*ÜBUNGSAUFGABEN*.
1 > Zitieren Sie aus dem Auszug zur BGH-Entscheidung wörtlich die Passage, die bei "Die NPD macht" beginnt und bei "vorliegend nicht erfüllt." endet.
2 > Welchen Betrag übersteigt der Wert laut dem Auszug zur BGH-Entscheidung nicht, sodass die Beschwerde schon unzulässig war?

*BEREITGESTELLTER AUSZUG*.
▶

Die Entscheidung des Bundesgerichtshofs:
Das Berufungsgericht hat die Revision nicht zugelassen. Dagegen wendet sich die Beschwerde der Beklagten. Mit der angestrebten Revision möchte sie die Abweisung der Klage erreichen.
Unabhängig davon, dass die Beschwerde schon unzulässig war, da der Wert nicht den Betrag von 20.000 € übersteigt (§ 26 Nr. 8 EGZPO, §§ 544, 97 Abs. 1 ZPO), hat sich der Bundesgerichtshof allerdings auch deutlich inhaltlich geäussert:
Die Nichtzulassungsbeschwerde der Beklagten hätte auch in der Sache keinen Erfolg gehabt, weil die auf die Verletzung von Verfahrensgrundrechten gestützten Rügen nicht durchgreifen, die Rechtssache keine grundsätzliche Bedeutung hat und auch die Sicherung einer einheitlichen Rechtsprechung eine Entscheidung des Revisionsgerichts nicht erfordert (§ 543 Abs. 2 S. 1 ZPO).
Die NPD macht ohne Erfolg geltend, es bedürfe einer höchstrichterlichen Leitentscheidung zu der Frage, welche Verwendung von frei zugänglichen Musikstücken den politischen Parteien erlaubt sei und unter welchen Voraussetzungen Urheber von Musikstücken deren Abspielen auf Wahlkampfveranstaltungen untersagen könnten.
Die Zulassung der Revision zur Rechtsfortbildung setzt voraus, dass der Einzelfall Veranlassung gibt, Leitsätze für die Auslegung von Gesetzesbestimmungen des materiellen oder formellen Rechts aufzustellen oder Gesetzeslücken auszufüllen. Hierfür besteht nur dann Anlass, wenn es für die rechtliche Beurteilung typischer oder verallgemeinerungsfähiger Lebenssachverhalte an einer richtungweisenden Orientierungshilfe ganz oder teilweise fehlt3. Diese Voraussetzungen sind vorliegend nicht erfüllt.

◀

*BEREITGESTELLTE DATEN*.
▶

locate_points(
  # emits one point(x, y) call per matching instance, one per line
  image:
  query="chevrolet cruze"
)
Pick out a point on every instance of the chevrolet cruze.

◀

*LÖSUNGEN*.
1 >
Die NPD macht ohne Erfolg geltend, es bedürfe einer höchstrichterlichen Leitentscheidung zu der Frage, welche Verwendung von frei zugänglichen Musikstücken den politischen Parteien erlaubt sei und unter welchen Voraussetzungen Urheber von Musikstücken deren Abspielen auf Wahlkampfveranstaltungen untersagen könnten.
Die Zulassung der Revision zur Rechtsfortbildung setzt voraus, dass der Einzelfall Veranlassung gibt, Leitsätze für die Auslegung von Gesetzesbestimmungen des materiellen oder formellen Rechts aufzustellen oder Gesetzeslücken auszufüllen. Hierfür besteht nur dann Anlass, wenn es für die rechtliche Beurteilung typischer oder verallgemeinerungsfähiger Lebenssachverhalte an einer richtungweisenden Orientierungshilfe ganz oder teilweise fehlt3. Diese Voraussetzungen sind vorliegend nicht erfüllt.

2 > 20.000 €